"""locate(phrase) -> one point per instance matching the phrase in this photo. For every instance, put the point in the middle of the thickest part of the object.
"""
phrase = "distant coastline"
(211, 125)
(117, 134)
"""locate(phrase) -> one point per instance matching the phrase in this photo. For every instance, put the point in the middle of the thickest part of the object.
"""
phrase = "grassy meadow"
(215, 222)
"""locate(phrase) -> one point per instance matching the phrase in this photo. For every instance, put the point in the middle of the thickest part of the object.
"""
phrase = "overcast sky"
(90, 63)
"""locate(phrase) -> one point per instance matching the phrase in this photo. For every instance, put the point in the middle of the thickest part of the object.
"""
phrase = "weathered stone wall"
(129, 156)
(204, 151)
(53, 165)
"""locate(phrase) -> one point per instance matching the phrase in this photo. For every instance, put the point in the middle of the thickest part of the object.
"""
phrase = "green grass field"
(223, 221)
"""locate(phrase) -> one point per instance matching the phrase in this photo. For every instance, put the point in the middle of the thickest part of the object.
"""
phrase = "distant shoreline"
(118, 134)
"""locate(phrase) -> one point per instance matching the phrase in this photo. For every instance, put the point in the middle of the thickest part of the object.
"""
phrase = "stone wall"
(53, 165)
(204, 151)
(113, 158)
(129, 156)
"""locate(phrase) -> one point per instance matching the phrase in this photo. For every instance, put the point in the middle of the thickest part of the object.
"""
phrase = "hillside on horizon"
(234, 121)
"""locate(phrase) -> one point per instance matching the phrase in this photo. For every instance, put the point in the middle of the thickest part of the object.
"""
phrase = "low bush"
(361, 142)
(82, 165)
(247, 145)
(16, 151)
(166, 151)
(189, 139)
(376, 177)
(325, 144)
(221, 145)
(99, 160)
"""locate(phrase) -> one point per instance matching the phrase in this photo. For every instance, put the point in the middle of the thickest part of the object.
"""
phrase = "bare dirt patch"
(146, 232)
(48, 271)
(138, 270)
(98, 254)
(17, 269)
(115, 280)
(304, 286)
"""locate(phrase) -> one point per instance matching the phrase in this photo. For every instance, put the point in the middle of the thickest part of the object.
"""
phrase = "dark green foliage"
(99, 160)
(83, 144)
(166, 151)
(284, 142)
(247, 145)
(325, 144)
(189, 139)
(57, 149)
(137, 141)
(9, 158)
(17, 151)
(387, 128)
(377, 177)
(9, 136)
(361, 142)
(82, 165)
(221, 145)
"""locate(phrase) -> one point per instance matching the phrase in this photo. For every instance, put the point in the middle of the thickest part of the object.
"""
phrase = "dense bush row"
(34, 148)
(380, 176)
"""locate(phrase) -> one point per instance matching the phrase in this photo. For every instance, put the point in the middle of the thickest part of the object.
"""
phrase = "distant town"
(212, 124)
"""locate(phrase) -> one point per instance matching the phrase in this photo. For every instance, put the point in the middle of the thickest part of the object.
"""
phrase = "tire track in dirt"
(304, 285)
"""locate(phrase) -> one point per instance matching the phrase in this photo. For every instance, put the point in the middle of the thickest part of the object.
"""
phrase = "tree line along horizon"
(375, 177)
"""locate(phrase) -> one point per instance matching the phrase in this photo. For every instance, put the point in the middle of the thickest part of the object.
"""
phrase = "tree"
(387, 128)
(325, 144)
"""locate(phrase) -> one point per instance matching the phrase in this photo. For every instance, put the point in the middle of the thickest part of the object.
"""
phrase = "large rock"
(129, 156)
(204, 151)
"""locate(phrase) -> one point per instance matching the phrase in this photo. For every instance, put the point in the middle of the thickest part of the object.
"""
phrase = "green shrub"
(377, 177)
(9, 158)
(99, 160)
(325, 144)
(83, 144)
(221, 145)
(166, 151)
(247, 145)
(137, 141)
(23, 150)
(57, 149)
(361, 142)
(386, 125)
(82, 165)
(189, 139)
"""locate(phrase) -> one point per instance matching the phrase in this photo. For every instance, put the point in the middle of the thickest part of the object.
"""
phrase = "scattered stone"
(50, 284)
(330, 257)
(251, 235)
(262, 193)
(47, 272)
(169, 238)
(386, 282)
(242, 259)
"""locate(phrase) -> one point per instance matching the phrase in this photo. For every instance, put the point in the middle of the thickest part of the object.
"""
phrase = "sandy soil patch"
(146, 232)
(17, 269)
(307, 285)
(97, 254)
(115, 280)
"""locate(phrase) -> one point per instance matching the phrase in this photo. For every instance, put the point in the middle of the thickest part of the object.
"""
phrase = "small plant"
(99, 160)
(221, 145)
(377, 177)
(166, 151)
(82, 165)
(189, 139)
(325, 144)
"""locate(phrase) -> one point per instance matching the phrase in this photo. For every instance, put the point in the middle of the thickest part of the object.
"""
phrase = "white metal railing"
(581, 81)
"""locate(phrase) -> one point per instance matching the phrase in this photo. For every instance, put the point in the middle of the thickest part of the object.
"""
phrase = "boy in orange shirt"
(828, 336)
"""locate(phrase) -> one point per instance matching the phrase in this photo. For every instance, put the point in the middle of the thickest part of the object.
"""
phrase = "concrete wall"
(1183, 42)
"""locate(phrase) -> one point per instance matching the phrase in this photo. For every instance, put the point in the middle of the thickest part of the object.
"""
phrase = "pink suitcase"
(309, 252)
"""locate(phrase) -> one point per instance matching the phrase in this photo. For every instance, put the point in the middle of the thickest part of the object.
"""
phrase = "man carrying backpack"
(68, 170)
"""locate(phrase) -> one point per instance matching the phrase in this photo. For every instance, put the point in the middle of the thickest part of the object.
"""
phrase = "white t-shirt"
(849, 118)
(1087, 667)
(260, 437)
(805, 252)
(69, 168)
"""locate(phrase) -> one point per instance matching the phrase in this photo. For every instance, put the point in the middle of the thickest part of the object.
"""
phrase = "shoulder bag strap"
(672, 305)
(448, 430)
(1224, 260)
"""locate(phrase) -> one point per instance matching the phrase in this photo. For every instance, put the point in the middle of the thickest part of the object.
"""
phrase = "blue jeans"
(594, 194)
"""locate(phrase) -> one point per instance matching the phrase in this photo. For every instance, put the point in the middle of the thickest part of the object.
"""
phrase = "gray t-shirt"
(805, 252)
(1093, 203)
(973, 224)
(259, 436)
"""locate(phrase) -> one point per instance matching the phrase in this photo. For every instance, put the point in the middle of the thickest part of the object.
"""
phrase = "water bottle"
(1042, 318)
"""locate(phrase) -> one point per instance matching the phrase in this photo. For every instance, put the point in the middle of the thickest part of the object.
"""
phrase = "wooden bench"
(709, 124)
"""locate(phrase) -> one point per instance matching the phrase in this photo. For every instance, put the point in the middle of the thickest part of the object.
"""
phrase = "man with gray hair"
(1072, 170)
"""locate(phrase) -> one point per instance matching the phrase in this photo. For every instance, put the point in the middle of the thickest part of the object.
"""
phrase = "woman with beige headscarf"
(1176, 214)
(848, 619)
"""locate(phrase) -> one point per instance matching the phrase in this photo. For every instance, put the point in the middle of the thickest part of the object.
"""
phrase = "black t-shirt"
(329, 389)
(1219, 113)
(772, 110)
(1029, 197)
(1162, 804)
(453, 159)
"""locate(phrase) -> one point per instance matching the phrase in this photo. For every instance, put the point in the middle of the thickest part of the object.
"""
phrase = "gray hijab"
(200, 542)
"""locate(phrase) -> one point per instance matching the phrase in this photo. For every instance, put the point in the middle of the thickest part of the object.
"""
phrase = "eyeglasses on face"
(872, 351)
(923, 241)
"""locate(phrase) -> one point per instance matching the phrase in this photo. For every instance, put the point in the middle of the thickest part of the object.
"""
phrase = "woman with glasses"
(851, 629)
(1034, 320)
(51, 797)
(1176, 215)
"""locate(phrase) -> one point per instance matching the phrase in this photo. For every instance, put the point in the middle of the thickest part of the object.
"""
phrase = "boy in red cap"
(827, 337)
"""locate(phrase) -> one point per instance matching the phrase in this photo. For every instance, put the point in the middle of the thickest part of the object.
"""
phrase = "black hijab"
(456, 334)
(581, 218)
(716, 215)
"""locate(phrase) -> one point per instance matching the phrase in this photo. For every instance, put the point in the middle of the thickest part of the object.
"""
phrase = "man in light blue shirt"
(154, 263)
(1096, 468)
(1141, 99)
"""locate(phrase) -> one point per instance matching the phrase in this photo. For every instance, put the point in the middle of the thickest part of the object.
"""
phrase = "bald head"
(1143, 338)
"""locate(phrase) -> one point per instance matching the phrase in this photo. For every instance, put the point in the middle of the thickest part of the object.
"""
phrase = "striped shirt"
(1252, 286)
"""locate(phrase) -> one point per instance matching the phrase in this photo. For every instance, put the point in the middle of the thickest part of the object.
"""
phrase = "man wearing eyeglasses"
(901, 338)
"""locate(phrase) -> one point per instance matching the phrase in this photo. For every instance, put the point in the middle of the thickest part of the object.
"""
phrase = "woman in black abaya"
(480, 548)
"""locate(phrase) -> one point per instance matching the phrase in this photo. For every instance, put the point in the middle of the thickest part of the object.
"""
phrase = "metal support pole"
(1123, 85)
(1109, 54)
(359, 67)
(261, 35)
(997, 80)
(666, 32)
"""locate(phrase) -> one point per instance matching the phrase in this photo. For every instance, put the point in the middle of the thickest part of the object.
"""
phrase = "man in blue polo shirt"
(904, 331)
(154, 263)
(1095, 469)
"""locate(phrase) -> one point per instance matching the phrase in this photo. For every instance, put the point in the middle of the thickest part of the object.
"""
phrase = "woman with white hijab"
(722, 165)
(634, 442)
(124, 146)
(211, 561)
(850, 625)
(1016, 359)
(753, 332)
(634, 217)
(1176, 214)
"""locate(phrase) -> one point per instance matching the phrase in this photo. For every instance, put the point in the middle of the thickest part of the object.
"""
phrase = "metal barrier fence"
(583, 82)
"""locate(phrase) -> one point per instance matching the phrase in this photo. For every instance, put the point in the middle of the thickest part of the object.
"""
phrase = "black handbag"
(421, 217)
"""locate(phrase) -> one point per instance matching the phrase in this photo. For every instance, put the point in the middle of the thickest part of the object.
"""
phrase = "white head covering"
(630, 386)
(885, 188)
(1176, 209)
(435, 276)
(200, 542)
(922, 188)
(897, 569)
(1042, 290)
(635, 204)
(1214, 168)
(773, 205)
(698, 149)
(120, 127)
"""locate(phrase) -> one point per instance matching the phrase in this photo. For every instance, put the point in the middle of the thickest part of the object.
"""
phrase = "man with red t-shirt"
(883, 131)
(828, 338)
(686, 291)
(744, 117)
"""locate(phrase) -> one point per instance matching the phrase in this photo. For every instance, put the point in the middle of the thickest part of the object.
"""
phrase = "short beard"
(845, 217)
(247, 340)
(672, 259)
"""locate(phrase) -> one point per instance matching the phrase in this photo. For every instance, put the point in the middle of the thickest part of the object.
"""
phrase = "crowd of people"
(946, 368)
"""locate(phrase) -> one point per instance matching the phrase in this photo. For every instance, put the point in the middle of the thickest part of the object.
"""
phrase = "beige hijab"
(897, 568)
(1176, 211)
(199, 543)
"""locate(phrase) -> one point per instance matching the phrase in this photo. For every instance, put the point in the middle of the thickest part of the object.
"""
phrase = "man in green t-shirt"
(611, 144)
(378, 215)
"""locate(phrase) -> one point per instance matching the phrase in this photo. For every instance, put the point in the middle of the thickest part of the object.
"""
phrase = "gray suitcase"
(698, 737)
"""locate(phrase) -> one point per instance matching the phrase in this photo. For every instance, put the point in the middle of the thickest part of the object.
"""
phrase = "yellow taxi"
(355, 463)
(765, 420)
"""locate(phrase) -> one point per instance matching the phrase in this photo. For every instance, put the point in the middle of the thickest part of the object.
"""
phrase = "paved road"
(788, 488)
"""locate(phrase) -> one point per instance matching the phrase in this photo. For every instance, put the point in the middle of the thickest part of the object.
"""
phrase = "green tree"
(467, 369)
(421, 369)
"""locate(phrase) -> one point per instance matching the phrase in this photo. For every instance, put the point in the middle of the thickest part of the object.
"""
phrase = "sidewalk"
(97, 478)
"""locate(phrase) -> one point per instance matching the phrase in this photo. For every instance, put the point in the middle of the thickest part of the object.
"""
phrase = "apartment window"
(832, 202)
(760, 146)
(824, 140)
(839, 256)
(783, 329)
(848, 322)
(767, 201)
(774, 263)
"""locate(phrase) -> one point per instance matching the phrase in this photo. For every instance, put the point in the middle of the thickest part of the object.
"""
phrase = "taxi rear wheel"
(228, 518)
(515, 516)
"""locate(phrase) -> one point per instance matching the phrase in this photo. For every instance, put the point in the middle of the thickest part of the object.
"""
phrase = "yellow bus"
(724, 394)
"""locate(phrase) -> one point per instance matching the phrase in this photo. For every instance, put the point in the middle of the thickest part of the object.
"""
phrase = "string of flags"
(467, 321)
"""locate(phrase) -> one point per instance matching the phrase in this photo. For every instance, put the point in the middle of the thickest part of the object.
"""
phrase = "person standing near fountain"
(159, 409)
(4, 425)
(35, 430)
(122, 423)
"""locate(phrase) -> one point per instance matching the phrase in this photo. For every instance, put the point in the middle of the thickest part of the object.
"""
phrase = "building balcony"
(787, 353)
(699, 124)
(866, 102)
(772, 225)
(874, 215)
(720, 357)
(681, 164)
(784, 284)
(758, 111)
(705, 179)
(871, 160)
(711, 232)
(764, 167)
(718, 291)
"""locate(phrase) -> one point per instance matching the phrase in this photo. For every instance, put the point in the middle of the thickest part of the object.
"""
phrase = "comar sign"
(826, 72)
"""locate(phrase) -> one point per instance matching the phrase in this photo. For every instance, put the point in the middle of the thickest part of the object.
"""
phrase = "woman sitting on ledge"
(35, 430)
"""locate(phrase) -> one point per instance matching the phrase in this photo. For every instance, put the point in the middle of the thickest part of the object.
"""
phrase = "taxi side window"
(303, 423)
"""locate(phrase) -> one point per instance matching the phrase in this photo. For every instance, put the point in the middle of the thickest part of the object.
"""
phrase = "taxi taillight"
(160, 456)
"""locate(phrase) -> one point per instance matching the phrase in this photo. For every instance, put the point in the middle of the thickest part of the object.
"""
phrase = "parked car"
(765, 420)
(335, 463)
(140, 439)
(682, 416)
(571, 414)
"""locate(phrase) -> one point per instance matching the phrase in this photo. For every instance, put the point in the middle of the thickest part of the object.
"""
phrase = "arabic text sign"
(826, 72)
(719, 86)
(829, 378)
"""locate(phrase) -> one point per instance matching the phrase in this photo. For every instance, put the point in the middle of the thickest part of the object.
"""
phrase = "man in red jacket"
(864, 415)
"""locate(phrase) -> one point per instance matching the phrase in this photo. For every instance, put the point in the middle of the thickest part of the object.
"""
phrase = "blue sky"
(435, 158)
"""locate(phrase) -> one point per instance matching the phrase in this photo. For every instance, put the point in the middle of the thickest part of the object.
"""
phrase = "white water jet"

AIM OF THE EXERCISE >> Select every line of the records that contains the word "wall" and copy those lines.

TASK ANSWER >>
phrase = "weathered stone wall"
phrase = "stone wall"
phrase = "concrete wall"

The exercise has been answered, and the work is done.